_Work instruction A:_
Transcribe the part of the hiring traditions article that opens with the words containing "3 Hiring Traditions To" and closes with "the doors open.".
_Work instruction B:_
According to the hiring traditions article, for how long has the family business been run?
_Work instruction C:_
Resume the article on hiring traditions from the point where it stops.

──────── Source passage

3 Hiring Traditions To Avoid

Happy employees in the kitchen

Reimagine your recruitment process and avoid these 3 hiring traditions in order to attract the best talent to your business.

Imagine this: You have run a successful family business along with your spouse for more than 20 years. But you have never seen the challenges with finding employees as you have in the past 12 months.

When the first set of COVID restrictions limited your ability to do business, and most of your staff had to stay at home, you picked up the extra hours, just to keep the doors open.

As the covid restriction were slowly lifted, business began to pick up again, but the employees did not return. However, in order to keep the lights on, you continued to work the long hours and fulfill the orders for your customers.

You hired some new employees, trained them, thought that they would be as good as your old employees, but they ended up leaving, or you became dissatisfied with their work effort.

But you continued to do what you had always done, and worked even more hours, dreaming of getting back on your bike, or taking that family vacation that was planned from 3 years ago.

The extra hours would just be temporary.

────────────────
──────── Given data

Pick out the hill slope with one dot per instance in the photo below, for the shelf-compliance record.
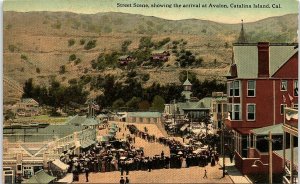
(36, 44)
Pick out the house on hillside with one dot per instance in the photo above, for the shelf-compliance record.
(192, 108)
(143, 117)
(219, 108)
(262, 82)
(124, 60)
(27, 107)
(160, 56)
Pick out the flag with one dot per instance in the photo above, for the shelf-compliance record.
(283, 98)
(229, 118)
(291, 98)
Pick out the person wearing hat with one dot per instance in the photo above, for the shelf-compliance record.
(122, 181)
(127, 180)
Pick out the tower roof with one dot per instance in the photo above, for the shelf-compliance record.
(187, 82)
(242, 37)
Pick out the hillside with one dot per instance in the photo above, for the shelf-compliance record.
(36, 44)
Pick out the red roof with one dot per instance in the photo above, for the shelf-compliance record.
(243, 130)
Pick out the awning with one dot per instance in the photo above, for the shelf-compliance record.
(40, 177)
(184, 127)
(67, 179)
(288, 154)
(60, 165)
(275, 130)
(243, 131)
(87, 143)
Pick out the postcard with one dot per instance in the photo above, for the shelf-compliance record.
(148, 91)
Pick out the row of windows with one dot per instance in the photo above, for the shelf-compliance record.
(235, 111)
(234, 87)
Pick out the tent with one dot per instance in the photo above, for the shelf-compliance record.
(40, 177)
(67, 179)
(59, 164)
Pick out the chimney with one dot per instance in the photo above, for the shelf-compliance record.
(263, 59)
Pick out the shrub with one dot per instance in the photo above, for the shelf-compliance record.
(146, 77)
(82, 41)
(62, 69)
(77, 61)
(72, 57)
(24, 57)
(12, 48)
(71, 42)
(91, 44)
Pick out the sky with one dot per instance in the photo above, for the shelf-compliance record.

────────────────

_Expected answer A:_
3 Hiring Traditions To Avoid

Happy employees in the kitchen

Reimagine your recruitment process and avoid these 3 hiring traditions in order to attract the best talent to your business.

Imagine this: You have run a successful family business along with your spouse for more than 20 years. But you have never seen the challenges with finding employees as you have in the past 12 months.

When the first set of COVID restrictions limited your ability to do business, and most of your staff had to stay at home, you picked up the extra hours, just to keep the doors open.

_Expected answer B:_
More than 20 years.

_Expected answer C:_
The extra marketing you had planned would bring in more revenue and you could eventually hire good employees.

So you posted on the job Apps, increased your hourly wage and even threw in some flexible hours. Dozens of people applied, and for those that met your criteria, you reached out for an interview. Only to hire the one person who showed up for the interview, and then have them quit via text after their 2nd day.

Eventually you threw up your hands and wondered if you would ever get that family vacation again. Maybe it was better to just sell or close the doors.

A manager can't breathe motivational life into someone else; all they can do is identify each employee's talents and cultivate them.

Potential candidates for a job

Does this sound familiar to you? Well this was Mike & Lisa when they reached out to us. Frustrated, tired, and unsure on how they would ever get their old life back, let alone set up their business to be sold in the next 5 years.

We asked them one question. “What does success look like for you?” They both answered emphatically, being able to spend more time with their teenaged children.

After a quick analysis of their business it was determined that no matter what they did to increase revenue, it was not going to get them more time with their family. They had to solve their employee recruitment and retention problem.

If you’re interested in attracting the best talent to your business, reimagining your business recruitment process is critical to your chances of success.

3 Obsolete Hiring Traditions To Avoid

These three obsolete hiring traditions are limiting business growth and attracting poor quality candidates.

Tradition #1 We need to “replace” a retiring employee.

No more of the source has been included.